| Sul compito |
Prosegui il testo sulla visita dell'arcivescovo Angelo Scola all'Istituto nazionale dei tumori, a partire dalla sua ultima frase.

| Estratto |
________________________________________
Un fuoco di domande su vite invase ma non sconfitte dalla malattia. Così l'arcivescovo, Angelo Scola, si è lasciato interrogare dai pazienti, dai medici, dagli infermieri dell'Istituto nazionale dei tumori di via Venezian. Gente come Nino, che dopo un anno e mezzo di cure racconta di aver capito che «la malattia non è contro di me, è un'opportunità che mi è stata data per sviluppare al meglio la mia vita». O il medico che chiede «quali valori» portare con sé nel mondo della sanità.
Il luogo porta con sé anche il tema della fine della vita. L'arcivescovo ne parla in modo diffuso. «L'accanimento terapeutico va sempre escluso anche se la vita va difesa fino all'ultimo. Sono due cose che si conciliano, rispettando il valore supremo che la vita ha e aspettando che il paziente trovi la sua morte personale. E una volta che la vita è voluta, difesa e affermata fino in fondo, la volontà del paziente, del medico e dei familiari non può non entrare in gioco» ribadisce Scola, sintetizzando in questo modo la dottrina della Chiesa sull'argomento, che dice no all'eutanasia come all'accanimento terapeutico.
Ogni paziente, con la sua famiglia e il suo medico, è un caso a sé e «le cure palliative come accompagnamento al passaggio al Padre sono molto preziose». E per spiegare la sua idea di «morte personale» Scola cita la preghiera del poeta Rainer Maria Rilke: «Dà, Signore, a ciascuno la sua morte. La morte che fiorì da quella vita, in cui ciascuno amò, pensò, sofferse».
Una traduzione concreta. «Qui sono nate le cure palliative, un accompagnamento al termine della vita che ha reso praticamente nulla la richiesta di eutanasia in questo ospedale» ricorda Marco Pierotti, direttore scientifico della Fondazione Irccs Istituto dei tumori. Il presidente, Giuseppe De Leo, parla del «pieno rispetto della volontà dell'ammalato durante tutto il percorso della malattia». E il direttore generale, Gerolamo Corno, di «un istituto che mantiene la sua originaria vocazione di ospedale inteso come luogo di scienza e ospitalità».
________________________________________
| Dati disponibili |
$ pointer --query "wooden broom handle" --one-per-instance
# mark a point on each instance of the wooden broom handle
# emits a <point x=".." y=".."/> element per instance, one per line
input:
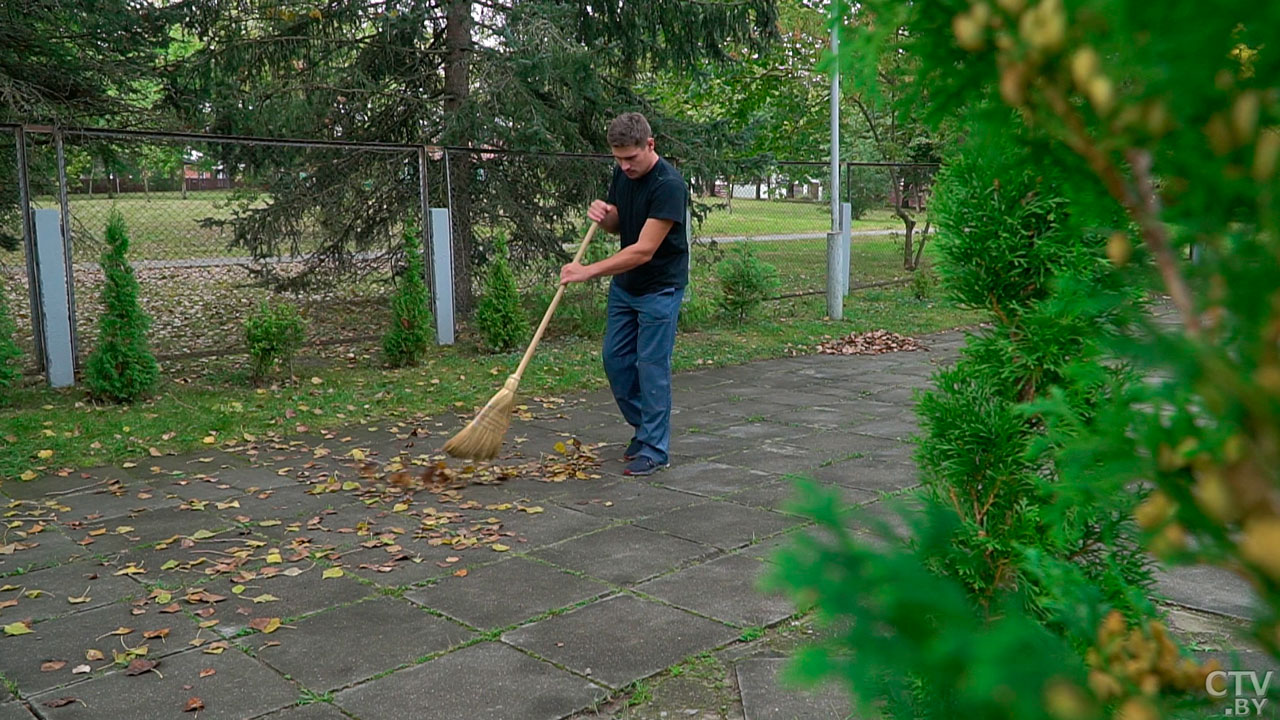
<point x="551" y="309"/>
________________________________________
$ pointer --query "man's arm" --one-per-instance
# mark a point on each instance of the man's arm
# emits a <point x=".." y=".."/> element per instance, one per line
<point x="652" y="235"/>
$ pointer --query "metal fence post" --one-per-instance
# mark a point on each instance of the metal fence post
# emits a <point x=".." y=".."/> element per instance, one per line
________________________________________
| Risultato sotto |
In sala sulla sua carrozzella c'è Gianni Bonadonna, oncologo di fama internazionale. Colpito da un ictus, il celebre medico ha combattuto anche con diversi libri sul coraggio di ricominciare. Ma non a tutti è facile trovare il giusto equilibrio tra la lotta per la vita e l'accettazione della morte. Il cardinale cita gli studi americani sull'immortalità e non pone «limiti al progresso scientifico». E però «la fiducia talora eccessiva nella possibilità di superare la malattia non genera di per sé la felicità, anzi si accompagna a una tendenza alla depressione».
Non è la durata a rendere felice una vita, ma il senso: «Più la prova è difficile da affrontare e più ci vuole una ragione». Così anche le cure palliative contribuiscono a restituire senso all'«esperienza della morte che resta laida e brutta anche dopo che Gesù l'ha sconfitta». Con un ammonimento a non strumentalizzare per battaglie di posizione il dibattito sulla fine della vita: «Intorno al problema della perimortalità è facile che nasca l'ideologia, sbagliata perché favorisce una visione parziale».
Si parla di ricerca e dei pochi fondi a disposizione. Scola si augura che si diffonda nel Paese «una cultura politica nuova». Poi è lui a porre una questione: «Chi fa la gerarchia degli ambiti di ricerca e con che criteri?».
Poi il cardinale ha visitato in privato il reparto di pediatria oncologica, che ospita bambini dai due anni fino a ragazzi delle superiori.